## Aim:
Rewrite every record below with "Query" swapped for "Prompt" and everything else kept the same. Leave the pictures out of your answer.

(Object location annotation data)

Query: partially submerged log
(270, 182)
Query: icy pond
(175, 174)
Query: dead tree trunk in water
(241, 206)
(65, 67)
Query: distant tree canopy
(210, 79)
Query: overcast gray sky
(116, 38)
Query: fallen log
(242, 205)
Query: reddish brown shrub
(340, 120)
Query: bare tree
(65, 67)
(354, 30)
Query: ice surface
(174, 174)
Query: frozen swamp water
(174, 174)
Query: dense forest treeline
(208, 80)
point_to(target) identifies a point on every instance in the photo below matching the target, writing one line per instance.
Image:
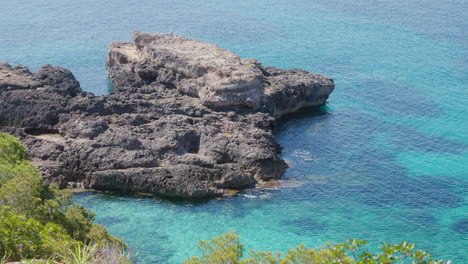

## Response to this task:
Prompt: partially submerged log
(270, 182)
Prompt: icy pond
(175, 174)
Prompt: dead tree trunk in water
(241, 206)
(65, 67)
Prompt: distant tree canopy
(210, 79)
Prompt: overcast gray sky
(116, 38)
Prompt: fallen log
(242, 205)
Prompt: reddish brown shrub
(340, 120)
Prompt: bare tree
(65, 67)
(354, 30)
Prompt: ice surface
(174, 174)
Prompt: frozen swamp water
(174, 174)
Prompt: dense forest treeline
(208, 80)
point_to(target) identifies a point on every instance in the photo below matching the target, writing one line per instance.
Image:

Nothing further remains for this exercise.